Objective: Render every line of the data below as a numbered list, omitting any blank lines and leaving the pictures out of the result.

Data provided:
-- Begin --
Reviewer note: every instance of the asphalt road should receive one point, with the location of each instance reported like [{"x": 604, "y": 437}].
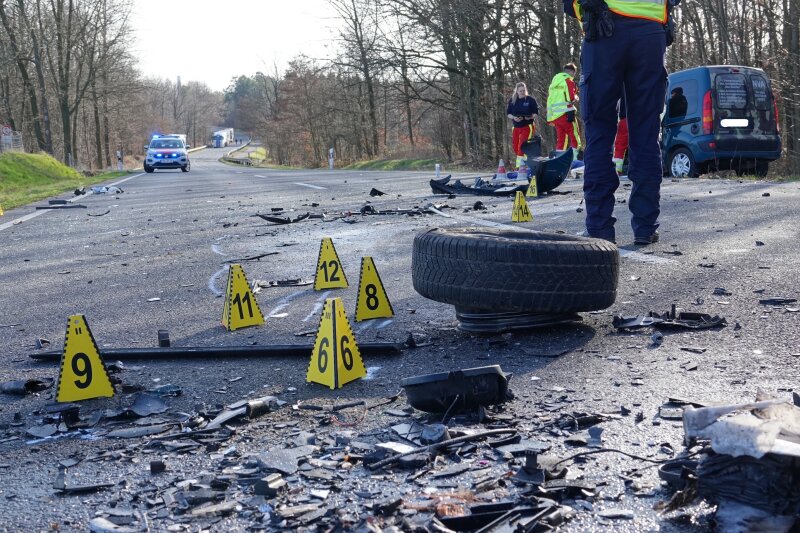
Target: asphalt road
[{"x": 171, "y": 235}]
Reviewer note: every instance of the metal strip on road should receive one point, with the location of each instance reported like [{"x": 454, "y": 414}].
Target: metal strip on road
[{"x": 35, "y": 214}]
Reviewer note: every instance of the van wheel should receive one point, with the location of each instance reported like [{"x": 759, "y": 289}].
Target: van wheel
[{"x": 681, "y": 163}]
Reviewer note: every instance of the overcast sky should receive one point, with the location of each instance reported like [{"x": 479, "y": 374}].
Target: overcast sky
[{"x": 213, "y": 41}]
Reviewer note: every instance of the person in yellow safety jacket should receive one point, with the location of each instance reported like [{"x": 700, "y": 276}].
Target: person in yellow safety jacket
[
  {"x": 622, "y": 55},
  {"x": 561, "y": 98}
]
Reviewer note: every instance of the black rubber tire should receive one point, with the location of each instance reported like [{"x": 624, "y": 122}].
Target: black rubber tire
[
  {"x": 762, "y": 168},
  {"x": 512, "y": 270},
  {"x": 686, "y": 157}
]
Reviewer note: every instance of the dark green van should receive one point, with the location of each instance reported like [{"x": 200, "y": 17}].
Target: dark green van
[{"x": 719, "y": 118}]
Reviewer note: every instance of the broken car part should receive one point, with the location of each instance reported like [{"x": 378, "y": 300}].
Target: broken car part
[
  {"x": 674, "y": 318},
  {"x": 438, "y": 445},
  {"x": 23, "y": 387},
  {"x": 174, "y": 352},
  {"x": 487, "y": 322},
  {"x": 458, "y": 391}
]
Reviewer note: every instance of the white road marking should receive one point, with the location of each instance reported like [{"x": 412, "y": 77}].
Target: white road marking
[
  {"x": 35, "y": 214},
  {"x": 212, "y": 283},
  {"x": 645, "y": 258},
  {"x": 284, "y": 302},
  {"x": 372, "y": 371},
  {"x": 317, "y": 306}
]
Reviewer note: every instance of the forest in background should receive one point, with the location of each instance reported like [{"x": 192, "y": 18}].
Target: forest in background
[{"x": 411, "y": 78}]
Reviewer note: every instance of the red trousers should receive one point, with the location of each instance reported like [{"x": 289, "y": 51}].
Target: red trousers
[
  {"x": 566, "y": 131},
  {"x": 520, "y": 136},
  {"x": 621, "y": 141}
]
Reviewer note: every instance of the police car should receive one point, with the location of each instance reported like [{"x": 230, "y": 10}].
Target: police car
[{"x": 167, "y": 151}]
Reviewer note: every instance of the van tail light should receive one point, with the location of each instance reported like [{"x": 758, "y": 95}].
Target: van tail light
[
  {"x": 777, "y": 117},
  {"x": 708, "y": 114}
]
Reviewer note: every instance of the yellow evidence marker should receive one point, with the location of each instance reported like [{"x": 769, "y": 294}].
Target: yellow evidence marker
[
  {"x": 533, "y": 190},
  {"x": 521, "y": 212},
  {"x": 83, "y": 374},
  {"x": 372, "y": 301},
  {"x": 330, "y": 274},
  {"x": 335, "y": 360},
  {"x": 241, "y": 308}
]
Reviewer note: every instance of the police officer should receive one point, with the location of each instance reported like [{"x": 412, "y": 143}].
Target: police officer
[{"x": 622, "y": 55}]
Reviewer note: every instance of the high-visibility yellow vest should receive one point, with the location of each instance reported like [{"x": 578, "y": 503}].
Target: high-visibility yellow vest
[
  {"x": 642, "y": 9},
  {"x": 558, "y": 101}
]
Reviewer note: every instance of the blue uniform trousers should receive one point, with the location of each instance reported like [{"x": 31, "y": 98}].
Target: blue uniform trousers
[{"x": 630, "y": 63}]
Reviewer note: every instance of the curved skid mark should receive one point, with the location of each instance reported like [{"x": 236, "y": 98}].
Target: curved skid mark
[
  {"x": 284, "y": 302},
  {"x": 213, "y": 281},
  {"x": 317, "y": 309}
]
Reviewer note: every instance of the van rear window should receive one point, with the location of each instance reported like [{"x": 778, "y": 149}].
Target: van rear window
[
  {"x": 731, "y": 91},
  {"x": 761, "y": 93}
]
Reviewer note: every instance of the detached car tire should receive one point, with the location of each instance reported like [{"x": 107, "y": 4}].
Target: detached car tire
[{"x": 481, "y": 269}]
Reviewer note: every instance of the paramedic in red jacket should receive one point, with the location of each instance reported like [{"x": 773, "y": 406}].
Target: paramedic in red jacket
[{"x": 521, "y": 109}]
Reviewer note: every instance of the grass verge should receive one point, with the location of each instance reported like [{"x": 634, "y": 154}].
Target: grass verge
[{"x": 26, "y": 178}]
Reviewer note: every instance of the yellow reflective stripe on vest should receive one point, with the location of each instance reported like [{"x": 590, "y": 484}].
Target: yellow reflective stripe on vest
[
  {"x": 645, "y": 9},
  {"x": 558, "y": 97}
]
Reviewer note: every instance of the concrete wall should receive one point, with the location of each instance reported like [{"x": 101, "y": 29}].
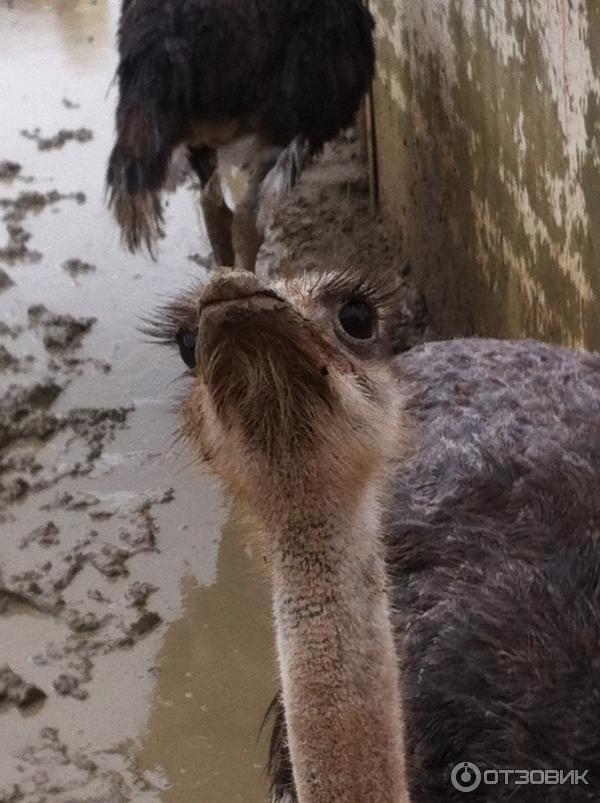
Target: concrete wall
[{"x": 488, "y": 151}]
-- End --
Response for this exercise:
1. Reviewer note: every instance of the asphalt road should receive one point, with the location of each instance reported like [{"x": 604, "y": 437}].
2. Target: asphalt road
3. [{"x": 171, "y": 235}]
4. Reviewer note: every instance of the metal strip on road should receive one point, with the location of each instance reported like [{"x": 454, "y": 414}].
5. Target: metal strip on road
6. [{"x": 35, "y": 214}]
7. Reviewer note: every instance of the van wheel should receive one point, with the location of each instance reported like [{"x": 759, "y": 289}].
8. Target: van wheel
9. [{"x": 681, "y": 163}]
10. Reviewer note: every instance of the overcast sky should receive one point, with the location of each instance reported like [{"x": 479, "y": 374}].
11. Target: overcast sky
12. [{"x": 213, "y": 41}]
13. Reviewer note: every instance of the person in yellow safety jacket should receive one point, with the location of each instance reported like [{"x": 700, "y": 276}].
14. Target: person in yellow safety jacket
15. [
16.   {"x": 622, "y": 55},
17.   {"x": 561, "y": 98}
18. ]
19. Reviewer note: every instance of the black rubber tire should receive one point, with the location of each instance reported like [{"x": 624, "y": 122}].
20. Target: black rubber tire
21. [
22.   {"x": 762, "y": 168},
23.   {"x": 512, "y": 270},
24.   {"x": 686, "y": 157}
25. ]
26. Reviewer note: every instance of the dark green van should receive one point, with the location of each instance reported like [{"x": 200, "y": 17}].
27. Target: dark green van
28. [{"x": 719, "y": 118}]
29. Reviewer note: every instance of the broken car part should receive one point, with the location of each instance reported like [{"x": 378, "y": 300}].
30. Target: broken car part
31. [
32.   {"x": 674, "y": 318},
33.   {"x": 438, "y": 445},
34.   {"x": 23, "y": 387},
35.   {"x": 174, "y": 352},
36.   {"x": 487, "y": 322},
37.   {"x": 458, "y": 391}
38. ]
39. Reviewer note: every instance of the white road marking should receive one point, with the location of each instance reported like [{"x": 412, "y": 77}].
40. Target: white road marking
41. [
42.   {"x": 35, "y": 214},
43.   {"x": 212, "y": 283},
44.   {"x": 645, "y": 258},
45.   {"x": 284, "y": 302},
46.   {"x": 372, "y": 371},
47.   {"x": 317, "y": 306}
48. ]
49. Reviewer note: every instance of the forest in background should receive one point, with the location of each instance reported like [{"x": 192, "y": 18}].
50. Target: forest in background
51. [{"x": 411, "y": 78}]
52. Reviewer note: every instance of the red trousers should receive one point, with the location of each instance reported like [{"x": 289, "y": 51}].
53. Target: red trousers
54. [
55.   {"x": 566, "y": 131},
56.   {"x": 520, "y": 136},
57.   {"x": 621, "y": 141}
58. ]
59. Reviewer note: every instance of the police car should receive one point, with the location of each instance reported like [{"x": 230, "y": 10}].
60. Target: police car
61. [{"x": 167, "y": 151}]
62. Reviewer note: every instance of the van tail light should receive one point, with the location of each instance reported like [{"x": 758, "y": 95}].
63. Target: van tail light
64. [
65.   {"x": 777, "y": 117},
66.   {"x": 708, "y": 114}
67. ]
68. Reviewer note: every instance of the yellow evidence marker should receive one point, with the location of each instance reported like [{"x": 769, "y": 294}].
69. Target: yellow evidence marker
70. [
71.   {"x": 533, "y": 190},
72.   {"x": 521, "y": 212},
73.   {"x": 83, "y": 374},
74.   {"x": 372, "y": 301},
75.   {"x": 330, "y": 274},
76.   {"x": 335, "y": 360},
77.   {"x": 241, "y": 308}
78. ]
79. Reviewer note: every instance of the police officer should receive one point, with the location of each instance reported like [{"x": 412, "y": 143}].
80. Target: police officer
81. [{"x": 622, "y": 55}]
82. Reviewer note: every instance of the high-visibility yellow vest should receive one point, with the location of each instance reported like [{"x": 578, "y": 503}].
83. Target: high-visibility yellow vest
84. [
85.   {"x": 642, "y": 9},
86.   {"x": 558, "y": 101}
87. ]
88. Reviewer note: every instance of the blue uniform trousers should receive one point, with the location of each instance reported like [{"x": 31, "y": 98}].
89. Target: blue uniform trousers
90. [{"x": 630, "y": 63}]
91. Reviewer note: every instance of the curved skid mark should receive one point, with the location of each instance reported like [{"x": 236, "y": 98}].
92. Target: curved skid mark
93. [
94.   {"x": 284, "y": 302},
95.   {"x": 213, "y": 281},
96.   {"x": 317, "y": 309}
97. ]
98. Reviewer note: every instance of the van rear window should receive one point, with the location of each instance reported like [{"x": 778, "y": 149}].
99. Target: van rear window
100. [
101.   {"x": 731, "y": 91},
102.   {"x": 761, "y": 93}
103. ]
104. Reviewer note: every instance of the detached car tire should receive one point, with the location of each instance reported like [{"x": 107, "y": 4}].
105. Target: detached car tire
106. [{"x": 481, "y": 269}]
107. Reviewer note: every instance of the paramedic in red jacket should receive one point, with the location of each instance reported like [{"x": 773, "y": 406}].
108. Target: paramedic in red jacket
109. [{"x": 521, "y": 109}]
110. Reviewer note: every instance of the grass verge should receive one point, with the location of each instance reported like [{"x": 634, "y": 154}].
111. Target: grass verge
112. [{"x": 26, "y": 178}]
113. Reviewer note: every instance of the yellow reflective stripe on vest should receive one point, with the location of each instance reported like [{"x": 590, "y": 484}].
114. Target: yellow reflective stripe on vest
115. [
116.   {"x": 645, "y": 9},
117.   {"x": 558, "y": 97}
118. ]
119. Reviewer note: every instance of the concrete wall should receive one point, with the location of each instance reported like [{"x": 101, "y": 29}].
120. Target: concrete wall
121. [{"x": 488, "y": 151}]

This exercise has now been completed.